> USING THE INFORMATION
1. Using the Sword Dream review below, mark each statement (a), (b) and (c) yes or no, and quote the exact words from the review that decide it.
(a) The reviewer found major translation issues in the textual narration.
(b) Accomazzi said he did not particularly love Pool of Radiance.
(c) Daemonsgate also let players make common transactions through a menu instead of finding a specific counter or NPC.
2. Answer these questions from the Sword Dream review below:
(a) What score does the reviewer think the game could have earned for "Game World"?
(b) Which Ultima titles did Accomazzi say he loved?
(c) Which title does the reviewer find Sword Dream closest to?
3. Carry on the Sword Dream review below from the point where it stops.

> PAGE TEXT

--------------------------------------------------

Checking out a suit of plate mail.
        

  • I appreciated the somewhat limited textual narration of the corridors and rooms. It was well-written, with no major translation issues, and did a good job evoking a Dungeons & Dragons module. I would have liked to see more of this narration to truly flesh out the world. I think the game could have earned a 5 for "Game World" this way. 
  • I also like the idea of a "Place" menu that lets you make common transactions within a business without having to go and find a specific counter or NPC. Daemonsgate operated this way as well. 
         
In an email to me, Accomazzi acknowledged the debt to D&D, which he mirrored in the name of the original Italian version of the kit, Sogni & Spade ("Dreams and Swords"). He says that he did play Pool of Radiance, but "did not particularly love it." He did love Ultima III-VI and "appreciated Wizardry." Ironically, I find Sword Dream closest to Pool of Radiance among these titles, though I see how the tactical combat might have been inspired by Ultima instead.

--------------------------------------------------

Excerpts from a dataset
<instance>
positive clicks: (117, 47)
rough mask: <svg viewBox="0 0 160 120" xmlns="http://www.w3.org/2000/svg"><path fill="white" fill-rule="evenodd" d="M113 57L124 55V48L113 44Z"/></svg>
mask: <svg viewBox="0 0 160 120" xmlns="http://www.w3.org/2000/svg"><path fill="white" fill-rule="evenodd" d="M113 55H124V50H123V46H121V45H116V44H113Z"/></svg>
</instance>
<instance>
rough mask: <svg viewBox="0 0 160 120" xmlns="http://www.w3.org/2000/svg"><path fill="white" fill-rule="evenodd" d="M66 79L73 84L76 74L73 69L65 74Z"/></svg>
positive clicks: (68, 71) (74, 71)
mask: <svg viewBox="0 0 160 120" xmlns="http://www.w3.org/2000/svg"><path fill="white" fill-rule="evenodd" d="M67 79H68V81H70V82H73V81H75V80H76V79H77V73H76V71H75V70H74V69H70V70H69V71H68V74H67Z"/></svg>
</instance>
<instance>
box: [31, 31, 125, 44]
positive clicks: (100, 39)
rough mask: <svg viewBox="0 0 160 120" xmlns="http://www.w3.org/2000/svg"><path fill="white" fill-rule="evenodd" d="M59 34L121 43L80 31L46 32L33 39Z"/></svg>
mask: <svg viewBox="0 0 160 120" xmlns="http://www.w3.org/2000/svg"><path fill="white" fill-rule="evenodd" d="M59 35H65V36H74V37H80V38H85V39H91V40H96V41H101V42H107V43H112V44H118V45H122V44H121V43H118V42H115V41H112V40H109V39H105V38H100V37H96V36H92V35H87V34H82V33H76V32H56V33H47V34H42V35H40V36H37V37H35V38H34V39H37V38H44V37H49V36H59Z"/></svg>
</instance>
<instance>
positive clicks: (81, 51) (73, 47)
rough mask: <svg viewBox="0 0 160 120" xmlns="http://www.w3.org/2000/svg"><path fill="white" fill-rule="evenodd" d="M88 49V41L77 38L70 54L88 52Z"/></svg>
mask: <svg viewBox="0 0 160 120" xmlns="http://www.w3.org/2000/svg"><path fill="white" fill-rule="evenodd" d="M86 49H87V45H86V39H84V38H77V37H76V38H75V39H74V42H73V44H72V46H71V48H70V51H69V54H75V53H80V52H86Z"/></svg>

--------------------------------------------------

> ANSWERS FOR THIS EXERCISE
1.
(a) No: "with no major translation issues"
(b) Yes: "did not particularly love it."
(c) Yes: "Daemonsgate operated this way as well."

2.
(a) A 5.
(b) Ultima III-VI.
(c) Pool of Radiance.

3.
 
The original Sword Dream went through several releases between 1993 and 1995, and new scenarios became available on a web site donated by a U.S. fan. These additional scenarios include "Return to Dawn Valley," "Secret of Greywood" (also spelled "Graywood" in some documentation; also sometimes "Darkwood"), "Quest for a Paladin," and "Nile Trial," all but the last created by the original team. ("Paladin" at least had input from the original team, though the primary author was Nicolas Meyer, a Swiss fan who helped with the French translation of the kit.) I haven't been able to find any of them, alas.
     
Sword Dream 3D. It manages to look a bit like Ishar.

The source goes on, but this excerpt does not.